» Problem description:
Search the data for the string "vehicle", and report each line where it is found.

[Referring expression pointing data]
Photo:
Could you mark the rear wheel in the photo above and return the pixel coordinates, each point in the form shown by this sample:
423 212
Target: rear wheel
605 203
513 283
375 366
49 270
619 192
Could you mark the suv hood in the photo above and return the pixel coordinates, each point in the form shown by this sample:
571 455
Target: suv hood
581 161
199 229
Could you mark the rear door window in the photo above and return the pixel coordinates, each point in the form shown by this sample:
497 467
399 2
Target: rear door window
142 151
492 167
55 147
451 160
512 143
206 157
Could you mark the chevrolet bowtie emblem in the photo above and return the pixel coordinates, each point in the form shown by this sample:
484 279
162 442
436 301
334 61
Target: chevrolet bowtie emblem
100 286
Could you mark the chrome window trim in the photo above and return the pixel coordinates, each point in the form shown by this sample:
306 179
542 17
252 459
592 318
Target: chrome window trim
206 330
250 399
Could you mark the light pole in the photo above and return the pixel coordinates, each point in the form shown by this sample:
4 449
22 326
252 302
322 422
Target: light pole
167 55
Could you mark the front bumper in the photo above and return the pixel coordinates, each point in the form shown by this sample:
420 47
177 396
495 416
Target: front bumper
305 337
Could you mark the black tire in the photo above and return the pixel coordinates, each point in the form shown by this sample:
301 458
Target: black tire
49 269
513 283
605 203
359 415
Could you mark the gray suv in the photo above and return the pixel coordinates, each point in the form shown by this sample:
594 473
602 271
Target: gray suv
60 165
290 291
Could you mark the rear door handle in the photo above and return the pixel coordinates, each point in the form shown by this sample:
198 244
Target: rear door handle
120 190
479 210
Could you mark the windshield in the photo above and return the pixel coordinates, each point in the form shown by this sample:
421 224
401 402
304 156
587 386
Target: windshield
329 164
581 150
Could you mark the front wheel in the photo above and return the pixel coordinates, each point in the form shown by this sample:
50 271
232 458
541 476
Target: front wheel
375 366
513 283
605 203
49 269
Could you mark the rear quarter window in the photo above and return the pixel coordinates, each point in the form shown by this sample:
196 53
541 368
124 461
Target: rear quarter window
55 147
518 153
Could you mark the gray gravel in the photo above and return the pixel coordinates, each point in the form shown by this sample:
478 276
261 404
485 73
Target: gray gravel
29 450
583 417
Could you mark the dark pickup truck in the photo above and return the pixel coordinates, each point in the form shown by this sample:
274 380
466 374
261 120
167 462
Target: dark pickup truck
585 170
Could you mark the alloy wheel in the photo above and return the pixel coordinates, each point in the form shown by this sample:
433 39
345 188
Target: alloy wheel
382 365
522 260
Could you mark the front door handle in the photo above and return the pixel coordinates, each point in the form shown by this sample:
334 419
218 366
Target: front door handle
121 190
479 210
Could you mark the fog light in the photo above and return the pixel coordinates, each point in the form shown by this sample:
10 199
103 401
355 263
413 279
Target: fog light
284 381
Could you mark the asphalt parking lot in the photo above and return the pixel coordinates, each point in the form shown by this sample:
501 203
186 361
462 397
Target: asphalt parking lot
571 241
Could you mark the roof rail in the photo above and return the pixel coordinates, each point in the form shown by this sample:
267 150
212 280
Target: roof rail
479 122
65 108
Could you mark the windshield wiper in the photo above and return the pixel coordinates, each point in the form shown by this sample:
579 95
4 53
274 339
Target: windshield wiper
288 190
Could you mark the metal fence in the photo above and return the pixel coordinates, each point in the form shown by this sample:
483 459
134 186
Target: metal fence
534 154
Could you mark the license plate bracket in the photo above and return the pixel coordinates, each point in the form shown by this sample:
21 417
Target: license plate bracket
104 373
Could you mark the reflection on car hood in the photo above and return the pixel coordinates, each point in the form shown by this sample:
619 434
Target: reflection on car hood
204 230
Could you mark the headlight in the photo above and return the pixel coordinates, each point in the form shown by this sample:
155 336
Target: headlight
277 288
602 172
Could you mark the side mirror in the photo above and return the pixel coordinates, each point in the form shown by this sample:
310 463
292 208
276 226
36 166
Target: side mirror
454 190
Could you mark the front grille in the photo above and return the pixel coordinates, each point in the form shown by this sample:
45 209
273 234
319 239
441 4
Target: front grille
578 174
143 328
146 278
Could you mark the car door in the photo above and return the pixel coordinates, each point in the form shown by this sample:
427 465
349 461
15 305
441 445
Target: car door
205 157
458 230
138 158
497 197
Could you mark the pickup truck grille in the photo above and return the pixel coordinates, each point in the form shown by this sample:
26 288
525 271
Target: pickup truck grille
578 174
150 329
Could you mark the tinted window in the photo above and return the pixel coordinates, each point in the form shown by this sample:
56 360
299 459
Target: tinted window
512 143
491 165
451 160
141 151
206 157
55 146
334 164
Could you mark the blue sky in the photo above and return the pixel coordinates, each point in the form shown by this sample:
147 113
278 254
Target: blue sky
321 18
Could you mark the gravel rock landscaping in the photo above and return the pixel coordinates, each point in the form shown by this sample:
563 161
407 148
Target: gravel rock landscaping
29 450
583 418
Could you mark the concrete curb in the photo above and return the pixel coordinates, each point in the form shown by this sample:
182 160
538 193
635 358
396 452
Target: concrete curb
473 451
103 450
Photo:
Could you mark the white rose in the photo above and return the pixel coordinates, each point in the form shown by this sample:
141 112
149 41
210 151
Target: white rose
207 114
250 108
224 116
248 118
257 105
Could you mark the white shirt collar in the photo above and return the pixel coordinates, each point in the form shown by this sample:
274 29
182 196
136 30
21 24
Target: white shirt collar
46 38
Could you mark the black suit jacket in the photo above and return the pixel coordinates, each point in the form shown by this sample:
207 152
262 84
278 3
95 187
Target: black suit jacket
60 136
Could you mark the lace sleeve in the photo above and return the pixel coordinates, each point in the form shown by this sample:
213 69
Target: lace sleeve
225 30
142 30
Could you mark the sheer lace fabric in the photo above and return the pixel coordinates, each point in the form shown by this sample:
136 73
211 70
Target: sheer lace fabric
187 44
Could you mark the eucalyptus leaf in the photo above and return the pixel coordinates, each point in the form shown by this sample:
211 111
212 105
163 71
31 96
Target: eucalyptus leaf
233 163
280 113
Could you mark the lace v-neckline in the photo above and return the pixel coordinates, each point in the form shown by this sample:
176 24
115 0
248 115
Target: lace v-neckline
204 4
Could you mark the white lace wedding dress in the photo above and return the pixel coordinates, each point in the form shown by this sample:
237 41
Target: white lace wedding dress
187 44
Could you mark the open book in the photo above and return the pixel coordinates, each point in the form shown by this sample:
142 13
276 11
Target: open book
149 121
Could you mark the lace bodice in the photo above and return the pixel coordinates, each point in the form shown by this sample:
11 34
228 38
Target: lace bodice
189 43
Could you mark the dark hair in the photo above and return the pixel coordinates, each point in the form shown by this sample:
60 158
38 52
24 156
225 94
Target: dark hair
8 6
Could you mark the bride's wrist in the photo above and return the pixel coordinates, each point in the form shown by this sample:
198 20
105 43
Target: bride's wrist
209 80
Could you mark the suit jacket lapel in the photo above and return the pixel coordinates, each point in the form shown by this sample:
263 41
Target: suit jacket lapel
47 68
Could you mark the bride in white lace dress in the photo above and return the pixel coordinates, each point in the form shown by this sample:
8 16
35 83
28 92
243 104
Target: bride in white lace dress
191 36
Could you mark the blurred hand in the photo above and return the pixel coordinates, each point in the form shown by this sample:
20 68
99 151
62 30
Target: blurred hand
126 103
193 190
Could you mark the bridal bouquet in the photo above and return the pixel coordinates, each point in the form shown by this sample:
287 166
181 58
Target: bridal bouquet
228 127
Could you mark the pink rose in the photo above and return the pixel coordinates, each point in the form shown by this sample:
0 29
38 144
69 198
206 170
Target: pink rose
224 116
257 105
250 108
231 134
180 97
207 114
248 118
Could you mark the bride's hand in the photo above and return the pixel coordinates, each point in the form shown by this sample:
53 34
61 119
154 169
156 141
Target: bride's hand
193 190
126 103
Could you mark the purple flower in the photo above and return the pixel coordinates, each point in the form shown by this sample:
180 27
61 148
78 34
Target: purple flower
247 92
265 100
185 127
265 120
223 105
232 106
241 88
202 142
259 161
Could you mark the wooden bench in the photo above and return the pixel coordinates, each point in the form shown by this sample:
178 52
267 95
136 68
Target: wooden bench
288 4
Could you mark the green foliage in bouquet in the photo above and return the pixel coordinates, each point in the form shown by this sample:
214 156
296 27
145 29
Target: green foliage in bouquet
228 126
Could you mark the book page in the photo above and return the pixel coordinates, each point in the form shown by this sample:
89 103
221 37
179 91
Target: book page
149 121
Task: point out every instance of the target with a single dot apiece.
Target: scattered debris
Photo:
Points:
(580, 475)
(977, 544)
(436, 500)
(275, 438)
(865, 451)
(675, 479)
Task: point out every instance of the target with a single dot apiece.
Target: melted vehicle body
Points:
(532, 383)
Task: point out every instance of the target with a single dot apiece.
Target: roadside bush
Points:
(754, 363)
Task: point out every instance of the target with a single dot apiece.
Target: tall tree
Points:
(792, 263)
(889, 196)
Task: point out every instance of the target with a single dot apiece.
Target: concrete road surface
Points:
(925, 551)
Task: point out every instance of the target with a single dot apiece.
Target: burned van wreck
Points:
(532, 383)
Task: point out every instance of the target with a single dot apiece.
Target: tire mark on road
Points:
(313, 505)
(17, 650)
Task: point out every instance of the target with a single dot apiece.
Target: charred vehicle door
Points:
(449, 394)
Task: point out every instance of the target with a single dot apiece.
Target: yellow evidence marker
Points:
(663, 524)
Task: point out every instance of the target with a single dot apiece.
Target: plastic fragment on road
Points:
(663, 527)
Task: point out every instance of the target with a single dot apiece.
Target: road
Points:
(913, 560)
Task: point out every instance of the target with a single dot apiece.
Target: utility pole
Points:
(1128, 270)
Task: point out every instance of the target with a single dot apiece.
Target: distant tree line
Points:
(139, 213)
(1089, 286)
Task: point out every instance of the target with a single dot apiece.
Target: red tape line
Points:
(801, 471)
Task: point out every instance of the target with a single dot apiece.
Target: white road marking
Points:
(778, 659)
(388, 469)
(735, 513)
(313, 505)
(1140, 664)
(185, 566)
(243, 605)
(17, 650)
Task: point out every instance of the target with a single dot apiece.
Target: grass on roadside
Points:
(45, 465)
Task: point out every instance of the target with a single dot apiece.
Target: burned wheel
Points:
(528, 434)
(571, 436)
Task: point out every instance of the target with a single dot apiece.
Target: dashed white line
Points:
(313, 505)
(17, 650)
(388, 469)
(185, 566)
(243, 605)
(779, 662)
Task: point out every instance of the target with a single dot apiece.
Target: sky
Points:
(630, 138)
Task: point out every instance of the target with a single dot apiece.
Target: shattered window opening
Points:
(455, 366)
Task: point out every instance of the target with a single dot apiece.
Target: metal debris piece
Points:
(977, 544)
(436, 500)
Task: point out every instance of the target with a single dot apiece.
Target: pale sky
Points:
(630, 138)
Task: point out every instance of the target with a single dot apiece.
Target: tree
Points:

» Task solution:
Target: melted vehicle body
Target: charred vehicle door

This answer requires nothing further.